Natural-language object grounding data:
-=-=-

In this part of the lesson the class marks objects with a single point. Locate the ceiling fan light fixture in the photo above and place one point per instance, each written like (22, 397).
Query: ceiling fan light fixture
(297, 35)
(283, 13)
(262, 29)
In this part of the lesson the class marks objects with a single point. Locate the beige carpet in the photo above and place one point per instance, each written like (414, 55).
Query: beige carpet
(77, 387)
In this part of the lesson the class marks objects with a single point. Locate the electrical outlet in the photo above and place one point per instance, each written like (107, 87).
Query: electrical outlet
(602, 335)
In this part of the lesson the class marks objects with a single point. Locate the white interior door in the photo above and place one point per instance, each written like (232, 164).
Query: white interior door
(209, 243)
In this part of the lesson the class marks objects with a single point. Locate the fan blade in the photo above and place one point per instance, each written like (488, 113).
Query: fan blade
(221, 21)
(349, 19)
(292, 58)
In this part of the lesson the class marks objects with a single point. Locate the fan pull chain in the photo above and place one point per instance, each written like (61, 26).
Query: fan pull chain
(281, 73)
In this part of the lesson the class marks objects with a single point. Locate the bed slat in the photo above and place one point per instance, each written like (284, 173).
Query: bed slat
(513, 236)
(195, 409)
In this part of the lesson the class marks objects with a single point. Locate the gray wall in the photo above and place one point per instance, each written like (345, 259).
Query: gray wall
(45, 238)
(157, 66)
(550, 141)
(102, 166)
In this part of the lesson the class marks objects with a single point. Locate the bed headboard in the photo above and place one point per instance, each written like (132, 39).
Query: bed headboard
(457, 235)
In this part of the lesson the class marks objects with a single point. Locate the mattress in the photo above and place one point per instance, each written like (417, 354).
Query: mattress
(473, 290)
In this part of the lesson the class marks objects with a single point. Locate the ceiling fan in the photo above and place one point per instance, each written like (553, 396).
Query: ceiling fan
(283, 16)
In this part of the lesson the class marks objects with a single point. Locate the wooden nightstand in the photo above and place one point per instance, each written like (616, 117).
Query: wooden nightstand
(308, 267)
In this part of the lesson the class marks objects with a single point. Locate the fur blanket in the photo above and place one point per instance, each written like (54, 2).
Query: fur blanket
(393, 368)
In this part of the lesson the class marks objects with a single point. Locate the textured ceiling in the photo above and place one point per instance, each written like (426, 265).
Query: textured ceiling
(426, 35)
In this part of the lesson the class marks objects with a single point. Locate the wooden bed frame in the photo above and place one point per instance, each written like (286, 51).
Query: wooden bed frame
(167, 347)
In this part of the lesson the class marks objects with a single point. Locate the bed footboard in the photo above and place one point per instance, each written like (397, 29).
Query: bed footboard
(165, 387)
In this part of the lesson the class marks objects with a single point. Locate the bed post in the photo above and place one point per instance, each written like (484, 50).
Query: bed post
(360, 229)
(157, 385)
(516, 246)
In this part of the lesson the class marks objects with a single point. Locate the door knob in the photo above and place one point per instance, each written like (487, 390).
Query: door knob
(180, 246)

-=-=-

PROBLEM TO SOLVE: Repeat only the stretch of lines that begins at the line containing "like (487, 390)." and ends at the last line above, both included.

COMPLETED EXERCISE:
In this part of the lesson the class marks objects with a single point. Locate the door knob in the photo above and place one point per instance, each written like (487, 390).
Query: door knob
(180, 246)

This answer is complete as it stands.